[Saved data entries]
********************

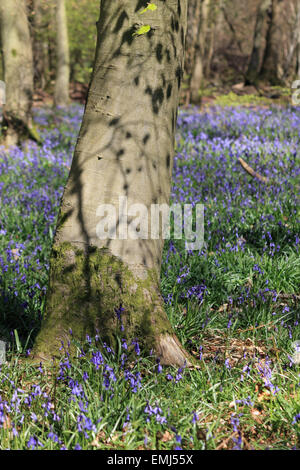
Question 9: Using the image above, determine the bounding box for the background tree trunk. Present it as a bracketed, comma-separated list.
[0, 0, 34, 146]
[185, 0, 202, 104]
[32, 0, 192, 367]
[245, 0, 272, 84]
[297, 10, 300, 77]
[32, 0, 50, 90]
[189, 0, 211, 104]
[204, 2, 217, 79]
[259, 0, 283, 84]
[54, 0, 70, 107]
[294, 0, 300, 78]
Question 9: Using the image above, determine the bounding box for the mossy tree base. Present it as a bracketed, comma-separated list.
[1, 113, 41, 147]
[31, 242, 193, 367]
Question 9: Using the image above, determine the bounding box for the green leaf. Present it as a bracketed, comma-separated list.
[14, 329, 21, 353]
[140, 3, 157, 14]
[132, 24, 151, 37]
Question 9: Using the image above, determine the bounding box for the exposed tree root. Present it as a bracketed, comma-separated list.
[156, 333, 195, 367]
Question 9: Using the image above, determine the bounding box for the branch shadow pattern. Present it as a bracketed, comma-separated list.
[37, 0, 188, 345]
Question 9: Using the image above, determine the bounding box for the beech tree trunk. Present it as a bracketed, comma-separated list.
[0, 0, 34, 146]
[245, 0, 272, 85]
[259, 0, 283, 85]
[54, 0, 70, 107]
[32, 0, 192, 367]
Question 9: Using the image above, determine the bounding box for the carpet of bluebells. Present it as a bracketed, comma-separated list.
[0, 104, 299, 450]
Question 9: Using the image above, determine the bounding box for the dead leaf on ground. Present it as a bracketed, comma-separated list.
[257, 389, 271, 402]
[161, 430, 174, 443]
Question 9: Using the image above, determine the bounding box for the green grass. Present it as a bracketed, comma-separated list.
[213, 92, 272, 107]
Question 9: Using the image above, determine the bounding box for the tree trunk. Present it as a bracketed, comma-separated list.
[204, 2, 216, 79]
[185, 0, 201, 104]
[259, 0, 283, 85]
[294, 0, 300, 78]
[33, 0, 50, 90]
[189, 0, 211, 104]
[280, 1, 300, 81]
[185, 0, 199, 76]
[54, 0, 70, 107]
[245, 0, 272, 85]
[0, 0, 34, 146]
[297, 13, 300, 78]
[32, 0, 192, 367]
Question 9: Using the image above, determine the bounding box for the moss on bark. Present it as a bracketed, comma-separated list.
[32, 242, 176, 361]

********************

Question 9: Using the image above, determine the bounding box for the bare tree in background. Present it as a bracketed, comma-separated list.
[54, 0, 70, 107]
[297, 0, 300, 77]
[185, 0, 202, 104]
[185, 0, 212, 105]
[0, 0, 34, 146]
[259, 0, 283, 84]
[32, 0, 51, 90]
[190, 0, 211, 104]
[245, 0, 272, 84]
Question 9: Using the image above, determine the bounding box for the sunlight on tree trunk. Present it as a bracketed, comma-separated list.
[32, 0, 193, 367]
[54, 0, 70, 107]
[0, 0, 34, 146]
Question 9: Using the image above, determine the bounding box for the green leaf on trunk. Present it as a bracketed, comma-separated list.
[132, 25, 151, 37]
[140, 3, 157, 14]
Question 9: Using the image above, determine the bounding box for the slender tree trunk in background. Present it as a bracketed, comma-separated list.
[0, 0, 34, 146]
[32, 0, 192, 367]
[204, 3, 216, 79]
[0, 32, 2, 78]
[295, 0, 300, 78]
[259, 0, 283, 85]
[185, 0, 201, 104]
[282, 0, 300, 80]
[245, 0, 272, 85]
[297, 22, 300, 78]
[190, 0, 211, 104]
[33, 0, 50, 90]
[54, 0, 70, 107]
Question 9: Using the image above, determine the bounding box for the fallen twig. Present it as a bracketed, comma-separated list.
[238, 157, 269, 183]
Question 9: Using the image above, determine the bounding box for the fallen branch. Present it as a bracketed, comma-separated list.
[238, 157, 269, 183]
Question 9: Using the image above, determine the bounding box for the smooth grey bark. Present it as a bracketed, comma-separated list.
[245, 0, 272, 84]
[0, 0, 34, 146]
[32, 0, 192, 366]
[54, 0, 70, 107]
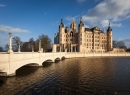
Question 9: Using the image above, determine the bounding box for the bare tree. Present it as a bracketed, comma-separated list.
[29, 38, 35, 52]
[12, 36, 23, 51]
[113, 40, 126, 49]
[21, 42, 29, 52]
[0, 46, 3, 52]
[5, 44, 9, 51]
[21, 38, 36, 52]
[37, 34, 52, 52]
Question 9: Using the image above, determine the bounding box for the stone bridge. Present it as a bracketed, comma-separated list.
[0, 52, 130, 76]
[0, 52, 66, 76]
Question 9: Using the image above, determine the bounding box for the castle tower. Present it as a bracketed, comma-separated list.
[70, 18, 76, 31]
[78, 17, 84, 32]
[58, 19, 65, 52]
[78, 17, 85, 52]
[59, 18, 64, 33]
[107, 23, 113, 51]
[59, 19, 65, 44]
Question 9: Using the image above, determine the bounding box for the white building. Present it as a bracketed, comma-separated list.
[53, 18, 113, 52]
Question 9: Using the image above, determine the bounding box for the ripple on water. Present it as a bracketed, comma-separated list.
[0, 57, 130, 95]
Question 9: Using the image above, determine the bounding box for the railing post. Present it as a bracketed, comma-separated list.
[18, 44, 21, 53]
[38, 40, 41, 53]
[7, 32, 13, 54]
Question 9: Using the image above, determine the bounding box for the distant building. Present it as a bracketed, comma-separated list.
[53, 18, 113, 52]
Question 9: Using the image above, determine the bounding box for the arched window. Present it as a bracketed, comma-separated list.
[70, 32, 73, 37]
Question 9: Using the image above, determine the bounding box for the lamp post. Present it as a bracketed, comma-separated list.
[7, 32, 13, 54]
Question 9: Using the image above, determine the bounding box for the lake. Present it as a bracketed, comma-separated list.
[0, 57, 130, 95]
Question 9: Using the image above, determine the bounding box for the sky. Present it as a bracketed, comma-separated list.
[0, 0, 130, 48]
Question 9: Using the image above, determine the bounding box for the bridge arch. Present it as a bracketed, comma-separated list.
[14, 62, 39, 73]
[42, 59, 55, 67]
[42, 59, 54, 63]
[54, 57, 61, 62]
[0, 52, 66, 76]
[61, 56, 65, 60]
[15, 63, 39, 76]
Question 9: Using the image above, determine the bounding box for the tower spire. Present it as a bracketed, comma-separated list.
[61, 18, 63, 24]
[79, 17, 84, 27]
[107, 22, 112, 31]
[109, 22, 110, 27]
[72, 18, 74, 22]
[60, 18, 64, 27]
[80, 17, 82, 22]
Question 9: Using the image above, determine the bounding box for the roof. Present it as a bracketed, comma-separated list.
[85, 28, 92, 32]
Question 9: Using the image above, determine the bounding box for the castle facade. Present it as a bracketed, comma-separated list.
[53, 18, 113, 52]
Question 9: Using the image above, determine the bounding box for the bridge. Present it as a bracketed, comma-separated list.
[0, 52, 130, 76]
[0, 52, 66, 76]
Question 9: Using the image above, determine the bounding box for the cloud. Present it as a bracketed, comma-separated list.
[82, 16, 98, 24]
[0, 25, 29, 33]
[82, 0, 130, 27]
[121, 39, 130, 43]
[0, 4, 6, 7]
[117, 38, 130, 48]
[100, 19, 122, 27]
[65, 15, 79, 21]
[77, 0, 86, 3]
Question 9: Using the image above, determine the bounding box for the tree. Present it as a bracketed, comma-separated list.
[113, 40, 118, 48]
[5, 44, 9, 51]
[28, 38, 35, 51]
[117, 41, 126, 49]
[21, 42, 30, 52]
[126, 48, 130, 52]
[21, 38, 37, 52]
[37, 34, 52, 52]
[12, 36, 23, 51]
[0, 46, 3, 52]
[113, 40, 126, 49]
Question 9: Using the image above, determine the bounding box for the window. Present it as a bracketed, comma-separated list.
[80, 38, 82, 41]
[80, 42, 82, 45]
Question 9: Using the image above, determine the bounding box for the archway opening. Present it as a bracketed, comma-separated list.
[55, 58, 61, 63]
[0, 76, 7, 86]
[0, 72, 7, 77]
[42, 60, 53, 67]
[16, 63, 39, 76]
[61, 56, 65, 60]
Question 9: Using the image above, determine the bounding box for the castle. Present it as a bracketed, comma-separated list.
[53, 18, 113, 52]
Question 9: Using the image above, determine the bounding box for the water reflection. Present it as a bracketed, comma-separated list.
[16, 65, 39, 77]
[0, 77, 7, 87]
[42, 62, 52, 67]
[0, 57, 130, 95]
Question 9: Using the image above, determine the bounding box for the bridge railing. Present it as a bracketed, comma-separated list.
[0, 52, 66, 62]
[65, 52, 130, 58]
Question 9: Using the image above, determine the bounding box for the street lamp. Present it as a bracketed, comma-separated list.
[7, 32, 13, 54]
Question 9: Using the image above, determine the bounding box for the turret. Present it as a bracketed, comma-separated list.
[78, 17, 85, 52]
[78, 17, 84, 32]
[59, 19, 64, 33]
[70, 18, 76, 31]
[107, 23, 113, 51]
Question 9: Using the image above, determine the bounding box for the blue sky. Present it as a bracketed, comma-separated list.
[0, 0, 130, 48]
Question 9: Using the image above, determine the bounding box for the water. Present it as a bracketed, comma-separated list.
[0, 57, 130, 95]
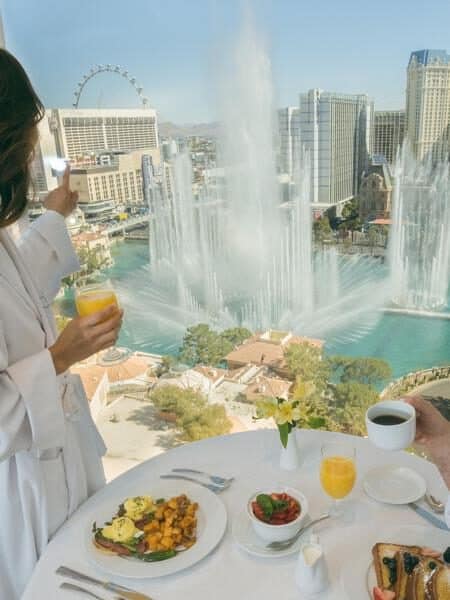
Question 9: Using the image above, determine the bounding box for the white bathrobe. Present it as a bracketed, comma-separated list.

********************

## [TASK REQUIREMENTS]
The copy should hold only the lines from the one with "turret. Present it as a bracketed, comma-separated list." through the one with "bathrobe. Present it as a bracketed, comma-separated list.", exactly as they stand above. Leave out the pictures.

## [WRITTEN RESPONSE]
Question 9: Using the image above, determine the bounding box for the turret. Present it as a bracketed, comma-separated list.
[78, 17, 85, 52]
[78, 17, 84, 32]
[59, 19, 64, 33]
[70, 18, 76, 31]
[107, 23, 113, 51]
Question 9: Using the image above, determine the bounding box for the blue sky. Present it as a bracketed, comma-separated list.
[0, 0, 130, 48]
Question 9: Using the image above, determine the bounding box for the water. Present it as a bracketed, comma-separated list.
[0, 57, 130, 95]
Question 9: Using the image above, determine the bounding box for the white bathrobe. Present it as a bracketed, comma-separated list.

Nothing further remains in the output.